## Verilen Metin
╔══
On beşinci ve on dokuzuncu asırlarda Avrupalılar Orta Afrika içlerine pek giremediler. Kıyıda kalmakla iktifa ederek, iç kesimden yerli tüccarlar vâsıtasıyla gelen mal akışını yönlendirdiler. Bunlar sâdece mal almakla kalmayıp, köle de satın aldılar. Köle ticâreti 19. yüzyılın ilk yarısında zirveye ulaştı. Her yıl aşağı yukarı 150.000 köle, büyük çoğunluğu Amerika’ya gönderilmek üzere gemilere yüklendi.

Avrupalılar, 19. yüzyıl yarısında Orta Afrika’da sistematik olarak keşfe başladılar. Belçika Kralı İkinci Leopold, Henry Stanley’i anlaşmalar yapması için bugünkü Zaire topraklarına gönderdi. Stanley, Afrikalı şeflerle kralın kefil olduğu bir teşkilât nâmına anlaşmalar imzâladı. 1884-1885 Berlin Konferansında ülke Leopold’un hükümranlığına ve mülkiyetine verildi. Ülkenin adı Serbest Kongo Devleti oldu. Leopold’un hükümet görevlileri Müslüman tüccarları ülkenin doğu kısmından çıkardı. Bunlara çok acımasız ve insânî olmayan davranışları ve faaliyetleri, milletlerarası bir skandala sebebiyet verdi. Leopold, Kongo bölgesinin kontrolünü Belçika’ya teslim etmek zorunda kaldı ve böylece sömürge dönemi başlamış oldu.

Sömürge devrinde ülkede büyük şehirler kuruldu ve modern ulaşım imkânları getirildi. Fakat bütün bunlar sömürge iktidarının ihtiyaçlarına cevap verebilmek içindi. Ancak birçok sebepten dolayı pek az Belçikalı devamlı olarak toprak sâhibi olabildi. Dolayısıyla arâzinin ekseriyeti Afrikalıların elinde kaldı. 1950 yıllarının ortasına doğru yerli halk yönetime katılmayı arzulayarak siyâsî partiler kurmaya başladılar. Belçikalılar ekonomik kontrolü ellerinde tutacaklarından emin olduklarından siyâsî iktidarı Kongolulara vermeye râzı oldular. 30 Haziran 1960’ta Demokratik Kongo Cumhûriyeti kuruldu.

Bağımsızlığı müteakiben başlayan yaygın şiddet eylemleri Avrupalıların ülkeyi terk etmesine sebep oldu. BM Güvenlik Konseyi 9 Ağustos 1960’ta Belçika’nın birliklerini geri çekmesini istedi ve bir grup BM askeri gönderdi. Başbakanlıktan azledilen Lumumba iktidarı tekrar ele geçirmek için mücâdeleye girişti, fakat 1961’de öldürüldü.
╚══
## Verilen Liste
╔══
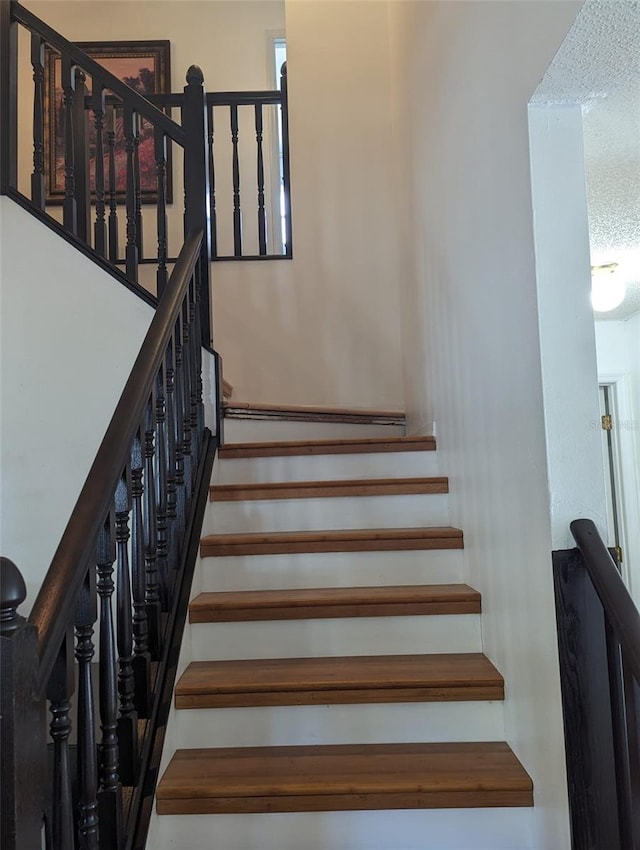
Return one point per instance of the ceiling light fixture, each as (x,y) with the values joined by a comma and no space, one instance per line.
(607,288)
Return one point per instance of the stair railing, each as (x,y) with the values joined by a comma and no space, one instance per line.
(95,195)
(599,649)
(123,570)
(103,209)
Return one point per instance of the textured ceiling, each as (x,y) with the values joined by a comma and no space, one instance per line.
(598,67)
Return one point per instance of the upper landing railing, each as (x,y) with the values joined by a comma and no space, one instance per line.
(599,649)
(92,155)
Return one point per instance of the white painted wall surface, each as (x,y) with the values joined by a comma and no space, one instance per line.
(69,335)
(322,329)
(567,337)
(462,76)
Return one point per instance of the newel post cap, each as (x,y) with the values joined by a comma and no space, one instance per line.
(13,592)
(195,77)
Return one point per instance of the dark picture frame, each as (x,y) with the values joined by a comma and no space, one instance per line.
(143,65)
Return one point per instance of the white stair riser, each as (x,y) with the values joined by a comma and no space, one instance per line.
(379,723)
(426,829)
(325,467)
(335,637)
(327,513)
(262,430)
(332,569)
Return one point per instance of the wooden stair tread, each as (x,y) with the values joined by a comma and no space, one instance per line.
(329,489)
(354,540)
(339,777)
(313,603)
(298,681)
(358,445)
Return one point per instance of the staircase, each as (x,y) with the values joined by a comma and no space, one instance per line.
(334,693)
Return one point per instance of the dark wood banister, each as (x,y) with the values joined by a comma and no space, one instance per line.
(616,600)
(140,104)
(53,607)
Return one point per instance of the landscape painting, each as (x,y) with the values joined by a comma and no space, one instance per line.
(142,65)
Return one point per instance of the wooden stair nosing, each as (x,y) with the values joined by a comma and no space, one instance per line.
(322,603)
(352,445)
(359,679)
(340,777)
(328,489)
(356,540)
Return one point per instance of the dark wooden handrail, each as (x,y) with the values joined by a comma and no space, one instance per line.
(616,600)
(54,604)
(139,103)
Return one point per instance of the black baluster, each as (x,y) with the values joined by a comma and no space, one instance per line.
(219,388)
(212,183)
(179,430)
(286,174)
(113,188)
(131,250)
(37,178)
(141,657)
(160,147)
(59,691)
(152,590)
(172,494)
(186,402)
(100,225)
(138,183)
(196,336)
(162,560)
(237,213)
(69,207)
(110,792)
(128,718)
(81,158)
(195,380)
(262,220)
(85,617)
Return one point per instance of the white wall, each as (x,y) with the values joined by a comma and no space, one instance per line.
(462,76)
(69,335)
(618,351)
(323,328)
(567,338)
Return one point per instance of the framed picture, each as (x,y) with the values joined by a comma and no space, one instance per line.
(143,65)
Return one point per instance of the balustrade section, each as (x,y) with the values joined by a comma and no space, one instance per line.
(106,619)
(599,650)
(87,130)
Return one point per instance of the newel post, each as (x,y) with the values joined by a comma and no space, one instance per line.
(196,183)
(23,723)
(8,98)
╚══
## İstenenler
**a)** Kongo tarihini anlatan metne göre Demokratik Kongo Cumhuriyeti hangi tarihte kuruldu?
**b)** Listede "Return one point per instance of the balustrade" içeren satırla başlayıp listenin sonuna kadar giden kısmı, "newel post" yerine "stair post" koyarak yeniden yaz; geri kalan her şey aynen kalsın.

## Görev Cevapları
**a)** 30 Haziran 1960'ta kuruldu.

**b)**
Return one point per instance of the balustrade section, each as (x,y) with the values joined by a comma and no space, one instance per line.
(106,619)
(599,650)
(87,130)
Return one point per instance of the stair post, each as (x,y) with the values joined by a comma and no space, one instance per line.
(196,183)
(23,723)
(8,98)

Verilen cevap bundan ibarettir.